- ASSIGNED TASK
Each record, minus any picture, should be returned exactly as written.

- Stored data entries
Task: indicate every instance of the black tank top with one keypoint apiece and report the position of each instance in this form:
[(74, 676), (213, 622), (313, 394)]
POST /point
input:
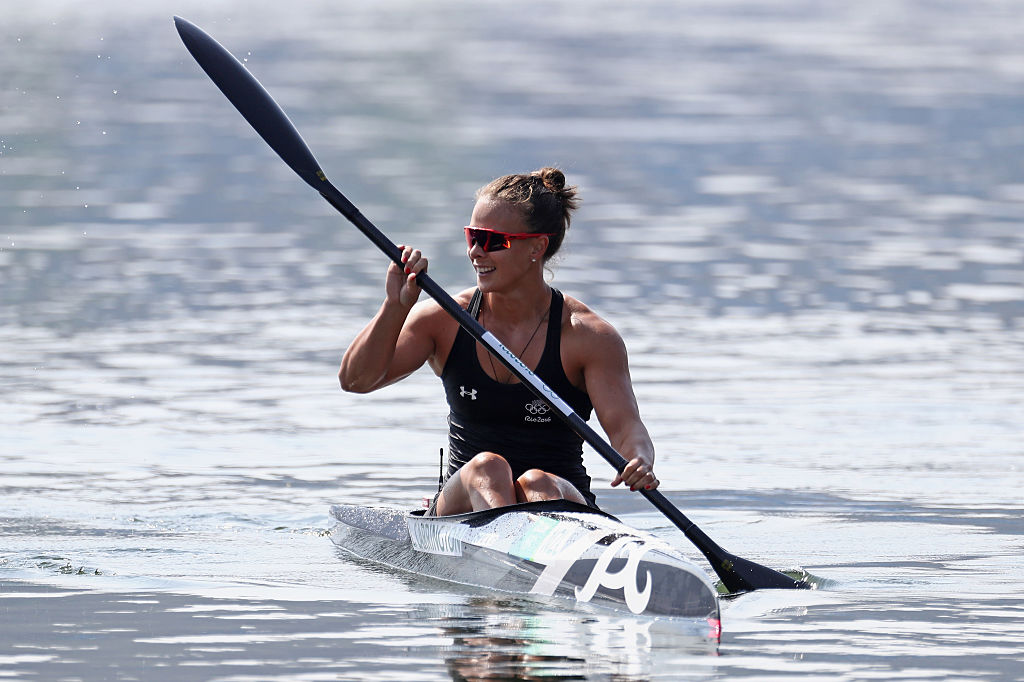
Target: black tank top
[(509, 419)]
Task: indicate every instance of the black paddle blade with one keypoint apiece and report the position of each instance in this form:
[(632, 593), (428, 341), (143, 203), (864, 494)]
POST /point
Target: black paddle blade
[(252, 100), (737, 573)]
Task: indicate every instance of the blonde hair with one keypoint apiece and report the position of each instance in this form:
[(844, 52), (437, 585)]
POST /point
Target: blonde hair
[(546, 203)]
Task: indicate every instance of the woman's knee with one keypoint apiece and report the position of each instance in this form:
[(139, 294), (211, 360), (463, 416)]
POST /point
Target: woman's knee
[(536, 481), (491, 466)]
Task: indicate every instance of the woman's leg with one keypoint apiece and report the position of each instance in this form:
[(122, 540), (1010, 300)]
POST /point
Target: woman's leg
[(483, 482), (538, 485)]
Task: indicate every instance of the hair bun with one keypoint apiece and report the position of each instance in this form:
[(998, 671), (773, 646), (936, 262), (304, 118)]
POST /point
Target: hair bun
[(553, 178)]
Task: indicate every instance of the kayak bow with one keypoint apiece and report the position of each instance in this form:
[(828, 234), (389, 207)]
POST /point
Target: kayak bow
[(555, 549)]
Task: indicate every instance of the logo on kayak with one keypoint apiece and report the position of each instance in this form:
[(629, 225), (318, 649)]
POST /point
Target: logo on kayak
[(601, 574), (436, 537), (538, 412)]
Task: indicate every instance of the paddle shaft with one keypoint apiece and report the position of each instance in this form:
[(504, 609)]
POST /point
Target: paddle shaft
[(266, 117)]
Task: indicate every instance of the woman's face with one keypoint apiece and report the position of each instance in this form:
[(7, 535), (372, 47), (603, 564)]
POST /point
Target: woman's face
[(503, 267)]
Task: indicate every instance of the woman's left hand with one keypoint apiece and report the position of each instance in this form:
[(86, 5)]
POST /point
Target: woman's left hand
[(637, 474)]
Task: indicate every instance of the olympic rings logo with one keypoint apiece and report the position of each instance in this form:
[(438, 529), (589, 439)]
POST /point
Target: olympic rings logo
[(538, 408)]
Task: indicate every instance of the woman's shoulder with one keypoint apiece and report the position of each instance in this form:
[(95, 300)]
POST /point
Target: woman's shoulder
[(583, 324)]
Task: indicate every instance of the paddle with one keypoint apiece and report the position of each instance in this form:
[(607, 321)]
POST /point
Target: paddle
[(263, 114)]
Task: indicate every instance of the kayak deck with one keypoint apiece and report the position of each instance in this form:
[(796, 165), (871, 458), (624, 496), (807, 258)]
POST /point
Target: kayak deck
[(558, 549)]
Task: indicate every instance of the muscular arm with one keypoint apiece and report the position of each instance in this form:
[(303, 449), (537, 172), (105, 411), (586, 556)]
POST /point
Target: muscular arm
[(399, 338), (607, 378), (395, 343)]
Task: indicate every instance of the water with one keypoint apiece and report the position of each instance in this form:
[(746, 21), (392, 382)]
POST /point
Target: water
[(804, 219)]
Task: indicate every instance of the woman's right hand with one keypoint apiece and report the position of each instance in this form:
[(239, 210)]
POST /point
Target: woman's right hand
[(401, 286)]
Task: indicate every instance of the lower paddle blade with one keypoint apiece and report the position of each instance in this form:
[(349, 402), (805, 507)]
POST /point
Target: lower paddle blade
[(739, 574)]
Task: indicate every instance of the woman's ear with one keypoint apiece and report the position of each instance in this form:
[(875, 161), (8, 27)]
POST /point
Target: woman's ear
[(540, 248)]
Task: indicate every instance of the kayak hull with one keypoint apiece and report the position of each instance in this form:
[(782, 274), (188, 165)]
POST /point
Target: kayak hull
[(547, 549)]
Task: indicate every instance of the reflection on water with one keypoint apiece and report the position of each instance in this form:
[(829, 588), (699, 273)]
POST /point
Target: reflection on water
[(805, 219)]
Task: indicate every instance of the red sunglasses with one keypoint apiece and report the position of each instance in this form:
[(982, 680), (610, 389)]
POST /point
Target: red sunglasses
[(492, 240)]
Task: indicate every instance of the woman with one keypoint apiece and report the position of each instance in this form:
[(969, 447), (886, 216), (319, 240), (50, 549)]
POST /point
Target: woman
[(505, 444)]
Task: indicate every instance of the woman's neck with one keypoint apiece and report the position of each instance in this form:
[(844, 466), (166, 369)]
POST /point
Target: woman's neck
[(521, 304)]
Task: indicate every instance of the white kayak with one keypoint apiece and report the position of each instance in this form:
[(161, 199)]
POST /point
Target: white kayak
[(550, 549)]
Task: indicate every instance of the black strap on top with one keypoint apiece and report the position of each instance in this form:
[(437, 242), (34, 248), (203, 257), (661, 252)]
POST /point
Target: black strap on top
[(475, 303)]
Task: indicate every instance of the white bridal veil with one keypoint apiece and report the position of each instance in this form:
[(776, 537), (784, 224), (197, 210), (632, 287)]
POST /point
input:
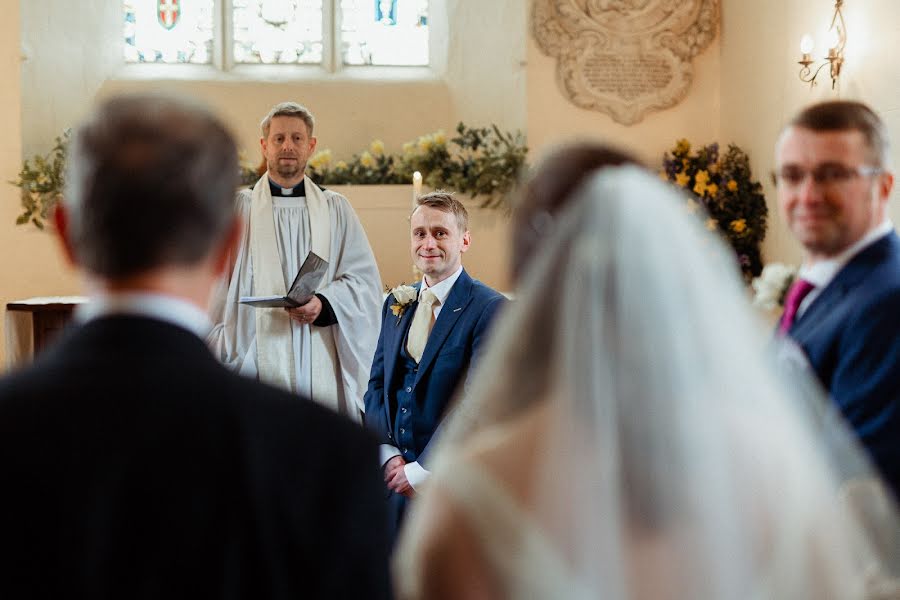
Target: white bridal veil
[(672, 460)]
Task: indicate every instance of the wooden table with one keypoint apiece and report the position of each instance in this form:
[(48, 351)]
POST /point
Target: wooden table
[(33, 323)]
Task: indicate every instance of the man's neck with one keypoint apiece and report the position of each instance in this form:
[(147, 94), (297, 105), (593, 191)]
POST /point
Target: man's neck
[(190, 284), (285, 183)]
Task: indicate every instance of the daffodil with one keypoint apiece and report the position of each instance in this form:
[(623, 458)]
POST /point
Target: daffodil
[(700, 188), (367, 160), (738, 225), (320, 159)]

- WRITTEN RESPONSE
Task: indicate every instance of the black tank top with one keypoint apiece and report the position of each instance in this form:
[(74, 676), (213, 622), (313, 394)]
POST /point
input:
Target: black tank top
[(509, 419)]
Task: indicate every instance of the black paddle blade with one keypoint apiece and report the position of each instance in this form:
[(632, 593), (428, 341), (143, 203), (864, 494)]
POST /point
Target: black paddle blade
[(252, 100), (737, 573)]
Task: indicate every instance of the blonde hair with one keypoint apiece and report the position of each instance in this form:
[(844, 52), (437, 585)]
POST /point
Target: blonde hair
[(546, 203)]
Task: indicate every instance of the woman's knee with one keypoint apiece and report the position of each instance in this form:
[(139, 294), (211, 360), (463, 416)]
POST /point
Target: woman's knee
[(536, 481), (491, 466)]
Task: indicate every instance of the woman's leg with one keypoint apiece and report the position of each instance in this form:
[(122, 540), (1010, 300)]
POST /point
Target: woman's leg
[(483, 482), (538, 485)]
Task: indicate every instance of the hair bun with one keypoint apiece and report the position of each instance in this form:
[(998, 671), (773, 646), (936, 262), (304, 118)]
POST /point
Target: hair bun
[(553, 178)]
Task: indicate every instance of the kayak bow with one keypoint apiece and report the position of each instance in this form:
[(828, 234), (389, 207)]
POST /point
Target: kayak bow
[(555, 549)]
Task: indicate every instance of the logo on kayak with one keypoint apiece and report the position of each instance in this form:
[(629, 225), (318, 649)]
POST /point
Target: logo on kayak
[(601, 574), (436, 537), (538, 412)]
Task: indicate every instance of the paddle shaft with one keypoint apiece and report the position of each instance in this form:
[(504, 609)]
POST /point
Target: paddle shaft
[(266, 117)]
Task: indicate every instance of the woman's face with one keypoint apiece and report the position of each instance in this form:
[(7, 535), (372, 47), (603, 564)]
POST /point
Target: woman's face
[(503, 267)]
Task: indicate every instance of the woman's left hand with one keypoint apiece and report the position of each instance in this form:
[(86, 5)]
POST /point
Target: woman's left hand
[(637, 474)]
Task: indicate every instance of the olympic rings logo with one keypoint apiece and report the position of each instance in this form:
[(438, 529), (589, 439)]
POST /point
Target: olympic rings logo
[(538, 408)]
Task: indicate every instance of the woman's shoulder with one keypoint apiece and report the position of each instance in this form:
[(95, 300)]
POST /point
Target: woman's shoulder
[(583, 324)]
Task: indicate every instance of the paddle with one keypoint apiece and report the position of each instance in this form:
[(607, 321)]
POST /point
Target: paddle
[(263, 114)]
Task: indicate every instance of the kayak deck with one keypoint apiece and report the position of each instance in this form:
[(796, 165), (871, 458), (624, 496), (807, 258)]
POST /point
Target: kayak deck
[(558, 549)]
Task: indicate every instance of the muscular arm with one keypoint apiece and report the position of each instance in this form:
[(303, 449), (537, 172), (105, 411), (586, 556)]
POST /point
Target: muscular arm
[(399, 338), (607, 378), (395, 343)]
Task: indicate every instance of the water with one keypoint apiece and report the position of each instance in this form:
[(746, 21), (392, 382)]
POST /point
Target: water
[(804, 219)]
Task: indicate every instance of the woman's right hand with one keypoint apiece and report the position of each instance in this form:
[(239, 210)]
POST /point
Target: woman's right hand
[(401, 286)]
Task: indicate every instance of the lower paddle blade with one keypoint apiece and report the position of each instance in this form:
[(349, 402), (805, 507)]
POST /point
Target: lower paddle blade
[(739, 574)]
Task: indicate every instance of the woman's ear with one keypoint apiece and report the position of each instance in this form:
[(875, 161), (8, 27)]
POST /point
Target: woman's ear
[(540, 248)]
Task: indicate every instance of the kayak hull with one keypoint apiece and report the position of each instance in this form:
[(782, 274), (188, 165)]
POST /point
Target: kayak hull
[(547, 549)]
Task: indicate every instance of the reflection on water with one keypoint apiece and report the position of each instance in this form:
[(829, 588), (699, 273)]
POST /point
Target: reflection on water
[(805, 219)]
Task: indicate every instance of the red sunglasses with one keypoint apiece and report the position of each instance in this form:
[(982, 680), (610, 389)]
POST /point
Target: red sunglasses
[(492, 240)]
Task: indicate every instance of the woman with one keypoint apiece and report the position of each instance in this form:
[(969, 447), (886, 216), (319, 240), (50, 549)]
POST /point
Target: woman
[(505, 444)]
Task: indicate every instance of the woman's neck with one keypoint apiece and report the position of each instance in this form:
[(844, 466), (166, 369)]
POST /point
Target: woman's neck
[(521, 304)]
Task: indicate every instance of the white kayak with one keypoint apiece and report the position of each instance in this form:
[(161, 199)]
POST /point
Target: white kayak
[(550, 549)]
Task: indicate every instance of the black strap on top with one keypoint apiece and report the position of each instance in this form:
[(437, 242), (34, 248), (203, 257), (661, 252)]
POST /point
Target: black strap on top
[(475, 303)]
Task: indicate every instance of the white bridal veil with one keypoint apiece and report the position of each instance in this form:
[(776, 537), (784, 224), (197, 210), (632, 287)]
POST /point
input:
Target: white bridal veil
[(672, 460)]
Task: indicate every instance of the wooden table with one keypoint apiece and report the position of each instance in this form:
[(48, 351)]
POST /point
Target: wooden table
[(33, 323)]
Task: indicate every instance of the man's neck with one keypoint apiece and report the position of each instance in this form:
[(147, 94), (297, 105), (593, 191)]
POST /point
Target: man's neck
[(190, 284), (285, 183)]
Task: indicate every instance of the daffodil with one keypoint apiece and report the position of each instance in this form:
[(623, 458)]
POST /point
Target: daffodil
[(700, 188), (367, 160), (738, 225), (320, 159)]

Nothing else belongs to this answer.